[Labeled-object pointing entries]
——————
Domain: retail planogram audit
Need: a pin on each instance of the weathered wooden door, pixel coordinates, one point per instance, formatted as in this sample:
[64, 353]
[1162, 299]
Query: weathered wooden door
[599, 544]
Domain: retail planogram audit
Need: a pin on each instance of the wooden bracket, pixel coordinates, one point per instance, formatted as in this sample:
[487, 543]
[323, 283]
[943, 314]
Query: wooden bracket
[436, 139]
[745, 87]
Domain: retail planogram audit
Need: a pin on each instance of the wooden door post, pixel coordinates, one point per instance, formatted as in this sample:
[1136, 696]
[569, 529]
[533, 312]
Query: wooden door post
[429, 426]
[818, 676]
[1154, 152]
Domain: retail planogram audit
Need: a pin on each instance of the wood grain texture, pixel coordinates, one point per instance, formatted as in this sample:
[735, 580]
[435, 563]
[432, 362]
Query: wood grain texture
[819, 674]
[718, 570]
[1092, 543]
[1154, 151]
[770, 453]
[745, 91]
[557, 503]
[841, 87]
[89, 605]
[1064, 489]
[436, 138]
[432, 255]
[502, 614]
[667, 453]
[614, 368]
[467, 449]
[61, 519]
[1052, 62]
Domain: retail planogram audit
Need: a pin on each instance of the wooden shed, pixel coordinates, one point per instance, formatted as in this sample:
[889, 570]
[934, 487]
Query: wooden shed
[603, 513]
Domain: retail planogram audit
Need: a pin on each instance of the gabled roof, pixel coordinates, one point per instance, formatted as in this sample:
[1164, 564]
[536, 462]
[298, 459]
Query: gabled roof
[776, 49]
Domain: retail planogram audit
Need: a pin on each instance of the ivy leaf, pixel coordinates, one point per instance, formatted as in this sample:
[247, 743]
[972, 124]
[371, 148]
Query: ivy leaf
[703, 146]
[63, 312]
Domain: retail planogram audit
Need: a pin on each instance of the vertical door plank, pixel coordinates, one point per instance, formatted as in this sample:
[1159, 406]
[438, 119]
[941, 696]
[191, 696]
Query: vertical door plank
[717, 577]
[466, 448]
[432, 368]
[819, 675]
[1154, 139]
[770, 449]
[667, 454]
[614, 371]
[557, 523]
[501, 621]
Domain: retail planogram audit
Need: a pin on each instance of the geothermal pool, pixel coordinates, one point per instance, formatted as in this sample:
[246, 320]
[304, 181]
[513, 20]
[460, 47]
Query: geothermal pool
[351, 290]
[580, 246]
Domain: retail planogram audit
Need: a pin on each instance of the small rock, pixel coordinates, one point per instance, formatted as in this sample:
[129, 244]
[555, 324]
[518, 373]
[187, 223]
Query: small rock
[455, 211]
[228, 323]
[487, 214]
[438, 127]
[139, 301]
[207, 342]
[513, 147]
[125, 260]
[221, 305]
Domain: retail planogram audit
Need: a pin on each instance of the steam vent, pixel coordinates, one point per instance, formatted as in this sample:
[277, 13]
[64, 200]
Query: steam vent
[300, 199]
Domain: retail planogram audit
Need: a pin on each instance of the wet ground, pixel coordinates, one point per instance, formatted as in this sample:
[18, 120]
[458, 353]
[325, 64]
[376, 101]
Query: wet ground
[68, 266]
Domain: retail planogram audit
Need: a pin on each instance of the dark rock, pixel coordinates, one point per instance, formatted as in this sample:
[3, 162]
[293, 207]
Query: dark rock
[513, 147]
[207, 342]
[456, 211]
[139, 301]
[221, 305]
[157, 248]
——————
The task: Transcribe every record above exactly as it appears.

Final result:
Domain: retail planogram audit
Need: a pin on each instance of the weathered wooden door, pixel coordinates, one point per instance, formatted as in this sample:
[64, 353]
[1162, 299]
Query: weathered wooden door
[599, 544]
Domain: retail planogram audit
Need: a pin on each instance of the wooden bracket, pixel coordinates, one point per instance, formatted as in this sample:
[487, 543]
[323, 283]
[943, 314]
Query: wooden bracket
[436, 139]
[745, 87]
Domain: retail planogram audit
Need: a pin on each instance of the wooden door post, pixel coordinates, one point per instance, formatted as in this sample:
[1136, 696]
[569, 529]
[533, 312]
Query: wooden door post
[429, 426]
[818, 676]
[1154, 152]
Domain: retail planogram audit
Need: a pin on each instance of the wood grain texture, pixel coordinates, one point per instance, formatted as in this sample:
[735, 580]
[435, 563]
[432, 362]
Query: wood grain texture
[819, 674]
[718, 570]
[1092, 543]
[1154, 151]
[770, 453]
[745, 91]
[557, 503]
[841, 87]
[89, 605]
[1064, 489]
[436, 138]
[432, 255]
[502, 614]
[667, 453]
[614, 368]
[467, 449]
[61, 519]
[1052, 62]
Domain: retail planogram audit
Need: a pin on each instance of the wooden shed, pixel coordinates, one point per instance, formatted as in this sample:
[889, 570]
[934, 487]
Query: wooden shed
[603, 513]
Domain: retail planogram audit
Need: a pin on each instance of the gabled roof, pixel coordinates, one point per instance, formatted as in this sample:
[1164, 564]
[536, 462]
[298, 459]
Query: gabled roof
[776, 49]
Domain: retail planogram audit
Need: a pin on each instance of the ivy leaf, pixel coordinates, one point per instance, formatted as in this sample:
[247, 743]
[972, 124]
[371, 148]
Query: ivy leaf
[703, 146]
[63, 312]
Domain: retail planogram audit
Need: a pin on each instance of the vertical door plank, pixel coordinates, one point per instance, formatted as in this sample:
[1159, 406]
[438, 119]
[941, 696]
[191, 696]
Query: vertical door plank
[717, 577]
[466, 448]
[432, 368]
[819, 675]
[1154, 139]
[770, 449]
[667, 454]
[614, 371]
[557, 523]
[501, 621]
Domain: retail planogram audit
Need: a pin on each instance of the geothermal pool, pixel coordinates, one point per instance, formatted as in this sample:
[246, 320]
[304, 181]
[513, 20]
[460, 47]
Query: geothermal pool
[351, 290]
[580, 246]
Domain: retail planogram audit
Need: a pin on each instance of the small rock, pixel coordinates, one point per instance, formatted as in this sample:
[129, 244]
[555, 324]
[518, 373]
[187, 223]
Query: small rock
[455, 211]
[228, 323]
[487, 214]
[438, 127]
[139, 301]
[207, 342]
[513, 147]
[125, 260]
[221, 305]
Domain: retail planogram audit
Need: a pin on each instance of the steam vent, pixel coordinates, one point per instance, formatted as in this sample:
[277, 13]
[64, 200]
Query: steam vent
[300, 199]
Domain: retail planogram audit
Need: a pin on each instance of the wet ground, pixel coordinates, one point per instance, formatted as in this sample:
[18, 120]
[458, 353]
[325, 64]
[376, 101]
Query: wet ground
[68, 266]
Domain: retail planogram audit
Need: a pin on each instance of the dark rock, pixel coordinates, one point per instance, formatted as in this sample:
[3, 162]
[293, 207]
Query: dark rock
[513, 147]
[207, 342]
[456, 211]
[139, 301]
[221, 305]
[157, 248]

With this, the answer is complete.